Santa Maria (Calophyllum brasiliense) is a common evergreen hardwood (broad leaf) species in Central America, the West Indies and northern South America. The genus name means “beautiful leaf” and the species name means “from Brazil.” In Brazil, the common name for this wood is jacareuba. Santa Maria is apparently a name that originated in British Honduras (Belize) centuries ago.
Santa Maria has been introduced in southern Florida as well. It is often planted when reforesting an area throughout Central and South America as it can grow under a variety of soil and water conditions. Under good growing conditions, the mature tree can reach 150 feet in height and 3 to 6 feet in diameter. The amount of clear lumber produced when sawing is very high. The seeds produce an oil that can be used in oil lamps. The sap has reported medicinal properties.
It is an ideal furniture wood as it is moderately dimensionally stable and it is also abundant so the price is not high in the countries where grown. Because of the large demand where grown (it is widely used for flooring, furniture, cabinets, furniture, and many other uses), Santa Maria is not the most plentiful export species.

**Activity:**
Answer these questions from the Santa Maria text:
(a) What is the common name for this wood in Brazil?
(b) How tall can the mature tree grow under good growing conditions?
(c) What keeps Santa Maria from being the most plentiful export species?

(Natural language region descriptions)
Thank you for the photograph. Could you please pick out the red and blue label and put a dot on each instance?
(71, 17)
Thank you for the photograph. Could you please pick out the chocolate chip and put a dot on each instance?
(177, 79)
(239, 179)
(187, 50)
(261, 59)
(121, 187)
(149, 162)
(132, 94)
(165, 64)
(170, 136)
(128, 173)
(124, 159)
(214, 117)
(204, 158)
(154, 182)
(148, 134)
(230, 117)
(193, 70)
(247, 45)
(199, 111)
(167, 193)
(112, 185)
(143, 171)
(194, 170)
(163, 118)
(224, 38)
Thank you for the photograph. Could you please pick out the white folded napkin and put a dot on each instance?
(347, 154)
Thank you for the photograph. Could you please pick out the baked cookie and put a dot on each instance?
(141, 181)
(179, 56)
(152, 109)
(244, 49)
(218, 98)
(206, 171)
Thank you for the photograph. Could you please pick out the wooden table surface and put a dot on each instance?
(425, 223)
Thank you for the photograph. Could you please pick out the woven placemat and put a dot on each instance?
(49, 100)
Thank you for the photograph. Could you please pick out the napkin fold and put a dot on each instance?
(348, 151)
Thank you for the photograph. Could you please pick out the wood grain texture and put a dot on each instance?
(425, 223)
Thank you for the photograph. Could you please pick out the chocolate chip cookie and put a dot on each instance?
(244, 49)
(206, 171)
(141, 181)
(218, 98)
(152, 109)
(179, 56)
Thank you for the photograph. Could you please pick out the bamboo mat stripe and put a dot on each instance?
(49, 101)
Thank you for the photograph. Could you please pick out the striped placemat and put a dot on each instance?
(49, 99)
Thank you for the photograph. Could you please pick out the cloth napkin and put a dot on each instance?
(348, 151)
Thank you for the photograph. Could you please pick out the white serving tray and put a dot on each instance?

**Answer to this problem:**
(a) Jacareuba.
(b) Up to 150 feet.
(c) The large demand for it where it is grown.